>> START

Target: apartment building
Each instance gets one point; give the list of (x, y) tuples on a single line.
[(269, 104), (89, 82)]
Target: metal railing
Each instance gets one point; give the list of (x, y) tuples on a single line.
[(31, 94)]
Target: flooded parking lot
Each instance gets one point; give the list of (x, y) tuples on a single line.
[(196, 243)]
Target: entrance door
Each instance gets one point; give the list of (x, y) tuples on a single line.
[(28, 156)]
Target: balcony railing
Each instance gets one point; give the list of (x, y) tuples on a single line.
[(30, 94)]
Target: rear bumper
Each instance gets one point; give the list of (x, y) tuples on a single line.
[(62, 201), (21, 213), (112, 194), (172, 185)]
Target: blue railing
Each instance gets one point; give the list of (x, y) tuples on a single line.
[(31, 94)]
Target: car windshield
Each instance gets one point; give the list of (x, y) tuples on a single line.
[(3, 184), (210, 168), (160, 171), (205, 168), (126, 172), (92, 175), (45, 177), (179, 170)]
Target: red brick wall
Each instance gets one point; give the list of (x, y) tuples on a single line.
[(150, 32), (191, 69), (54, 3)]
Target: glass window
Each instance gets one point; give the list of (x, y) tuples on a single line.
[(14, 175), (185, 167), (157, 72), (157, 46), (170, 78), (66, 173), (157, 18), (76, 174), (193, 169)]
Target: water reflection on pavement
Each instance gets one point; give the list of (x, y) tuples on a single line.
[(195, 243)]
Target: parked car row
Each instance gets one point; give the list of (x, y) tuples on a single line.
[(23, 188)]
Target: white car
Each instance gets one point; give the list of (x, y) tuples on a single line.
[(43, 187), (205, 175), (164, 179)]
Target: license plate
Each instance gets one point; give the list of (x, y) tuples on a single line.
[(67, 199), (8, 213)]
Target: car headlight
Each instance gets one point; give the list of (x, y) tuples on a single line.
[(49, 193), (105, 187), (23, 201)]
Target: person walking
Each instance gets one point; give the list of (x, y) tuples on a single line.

>> END

• _Exercise brief_
Convert the entries from the line with "Target: red brick wall" up to and including the line with "[(23, 188)]" into a JSON list of strings, with one string per line and blank lines omitted.

• _The solution_
[
  "Target: red brick wall",
  "Each instance gets one point; give the list of (x, y) tuples on a single line.",
  "[(150, 32), (191, 69), (54, 3)]",
  "Target: glass window",
  "Each instance gets one point; give the list of (x, y) tuples on a single line.",
  "[(14, 175), (185, 167), (157, 72), (157, 46), (170, 78), (66, 173), (157, 18), (76, 174), (193, 169)]",
  "Target: water reflection on pavement",
  "Each instance gets one point; give the list of (x, y) tuples on a single line.",
  "[(195, 243)]",
  "Target: parked car row",
  "Each instance gets one point; give the list of (x, y) tuples on a single line.",
  "[(23, 188)]"
]